▶ TEXT SHOWN:
━━━━━━━━━━
My advice is get in the mindset of making the gym an essential part of your schedule. I spent my first year training when I liked and it was pointless, I pulled my finger out and acquired the basic knowledge. Men's Health mag bores the s**t out of me nowadays but when I started its quite good for constantly reminding you certain things so maybe get one of their 3 month trial for a quid (Men's Fitness mag also offer similar trials and you just cancel via email).

I have too many friends who just don't treat it seriously enough- when they do go they avoid the free weights and only do the exercises they find easy- I have 2 friends that actually refer to their workout as "the circuit" such is the repetive nature of their workouts. They they come to me 4 weeks before they go on holiday and ask me what can they do.


----------



## Newbie8784 (Jun 14, 2011)

I'm aiming to do a bit of a bulk before I cut, so hopefully it won't just be a thin pack... training the legs just because I reckon it's quite easy to put on a bit of muscle mass there (meaning I hopefully won't have to cut my diet so much to burn fat once I start cutting).


----------



## 3man (Jun 17, 2011)

Thats good to hear. The fact that you've joined a forum tells me you're more serious than most starters. I recommend you take progress pics of yourself as the improvements will be so gradual you won't notice it and there are going to be days where you leave the gym thinking "I've not made any progress here". So they're always a decent barometer to keep the motivation up- and if theres no visible progress it may suggest to you that things need changing.

And returning to the abs discussion- Everyone has different methods but when I had as much free time as you I found the best way to build mine was to dedicate a day to abs, which would be an hours worth of different abs execises (and proper ones too, not them momentum using swinging frame things) focusing on upper, middle, bottom, core and sides. Then I'd finish off with at least an hour cardio.

I found working abs after I've knackered myself out on other muscle groups didn't have any real effect.


----------



## Newbie8784 (Jun 14, 2011)

I've considered trying to do a day just for abs, but find it doesn't really work - what exercises did you do? At the moment I'm basically just doing crunches and russian twists (3x40) every morning, then again at night.

Cheers


----------



## 3man (Jun 17, 2011)

Yeah a dedicated day doesn't seem to work for most people, they either get bored or find they've done every exercise they know within 20 minutes

I saw and felt a great improvement on the rotary torso which is this machine






If youve got one of these it is important that you dont just swing from side to side like almost every user at my gym seems to do. I put it at a weight that challenges me the same way any other exercise would as opposed to an easy weight which seems to be another mistake people make.

Other exercises that work for me; the plank with feet on a swiss ball. Ill hold for about 60 secs

Elbow to opposite knee crunches like these 




although I find it more effective to do these slower and do one arm at at a time

Lying on a bosu ball is also good for core. Rest lower back on the bosu, straighten body to an obtuse angle that starts to pull your abs, then hold


----------



## Newbie8784 (Jun 14, 2011)

Cheers mate - will take a look around my gym tomorrow, see if they've got one of those machines. I tried those crunches before - they work well, but rather uncomfortable (not in the good I can feel the burn way).

Cheers again!


----------
━━━━━━━━━━
▶ PROVIDED DATA:
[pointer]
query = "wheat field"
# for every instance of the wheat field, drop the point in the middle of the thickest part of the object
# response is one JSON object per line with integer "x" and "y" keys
━━━━━━━━━━
▶ STATED PROBLEM:
Answer from the forum thread above:
1. What name do two of the friends give their workout?
2. What does Newbie8784 do every morning and again at night?
3. For about how long does 3man hold the plank with feet on a swiss ball?

▶ THE REPLY:
1. "the circuit"
2. Crunches and russian twists (3x40)
3. About 60 seconds